◆ INSTRUÇÃO A:
Troque "natureza" por "criação" no texto sobre o Apocalipse e escreva de novo o trecho que começa nas palavras "Outra explicação semelhante" e vai até "um estado melhor.", inclusive.
◆ INSTRUÇÃO B:
Dê continuidade ao texto sobre o Apocalipse, a partir da última frase apresentada.

◆ TEXTO EXTRAÍDO:
:::

Esta passagem do Apocalipse alimenta a fé e a esperança da Igreja – não só a geração contemporânea de São João, mas ao longo de toda a história – enquanto caminha ainda por este mundo, vale de lágrimas. Assim o proclama o Concílio Vaticano II: “Ignoramos o tempo em que acontecerá a consumação da terra e da humanidade. Tão pouco conhecemos de que maneira se transformará o universo. A figura deste mundo manchada pelo pecado passa, mas Deus ensina-nos que nos prepara uma nova morada e uma nova terra onde habitará a justiça e cuja bem-aventurança é capaz de saciar e superar todos os anelos de paz que nascem no coração humano. Então, vencida a morte, os filhos de Deus ressuscitarão em Cristo, e o que foi semeado sob o signo de debilidade e da corrupção, revestir-se-á de incorruptibilidade, e, permanecendo a caridade e as suas obras, todas as criaturas, que Deus criou pensando no homem, ver-se-ão livres da escravidão da vaidade”.

Outra explicação semelhante (Ap 21, 1-4). Uma vez executado o juízo final, se abre uma nova vida para os predestinados. Toda a natureza visível será renovada e transformada. Do mesmo modo que, pelo pecado do homem, a natureza foi submetida à maldição e à corrupção, assim também agora, com a glorificação do homem, será livrada da corrupção e passará a um estado melhor.

:::

◆ DADOS DE ORIGEM:
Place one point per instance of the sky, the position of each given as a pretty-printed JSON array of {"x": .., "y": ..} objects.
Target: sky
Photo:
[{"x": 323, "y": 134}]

:::

◆ RESPOSTA A:
Outra explicação semelhante (Ap 21, 1-4). Uma vez executado o juízo final, se abre uma nova vida para os predestinados. Toda a criação visível será renovada e transformada. Do mesmo modo que, pelo pecado do homem, a criação foi submetida à maldição e à corrupção, assim também agora, com a glorificação do homem, será livrada da corrupção e passará a um estado melhor.

◆ RESPOSTA B:
São João Evangelista, vidente de Patmos, contempla um novo céu e uma nova terra. Esta ideia é um tema apocalíptico que tem também grandes ressonâncias nas esperanças messiânicas. O profeta Isaías anuncia para os tempos messiânicos a criação de “novos céus e uma nova terra” (Is 65, 17).

São Paulo espera uma espécie de nova criação pela qual suspiram as criaturas, sentindo como dores de parto enquanto chega a regeneração espiritual do homem (Rm 8, 19-23).

O mar, a imitação da terra, desaparecerá do mundo novo que surgirá depois da grande purificação do juízo final. A desaparição do mar é também uma expressão apocalíptica que se encontra na literatura judia.

O Dragão do capítulo 12 do Apocalipse aproximou-se da praia, junto ao mar; e a Besta de sete cabeças e dez chifres sai do mar. Moisés, à saída do Egito, secou o mar vermelho para que passasse o povo de Israel. No mundo novo que surgirá no final dos tempos já não existirá o mar.

Esta completa renovação do mundo exige que a nova capital, a nova Jerusalém, seja totalmente celeste. Por isso o autor sagrado disse que viu a cidade santa descer do céu do lado de Deus.

Apresenta-se como uma noiva ricamente enfeitada. É chamada de cidade santa porque nela surgirá o templo do único Deus verdadeiro. E ao mesmo tempo será nova porque nela já não haverá nenhuma coisa impura ou profana. Jerusalém era o símbolo da aliança de Deus com o povo escolhido. A literatura rabínica fala da existência de um modelo da cidade de Jerusalém junto a Deus antes que fora fundada na terra. São João se serve dessa crença judia de uma Jerusalém preexistente, que se manifestaria nos tempos escatológicos, para descrevermos uma nova Jerusalém totalmente espiritual, mansão dos eleitos.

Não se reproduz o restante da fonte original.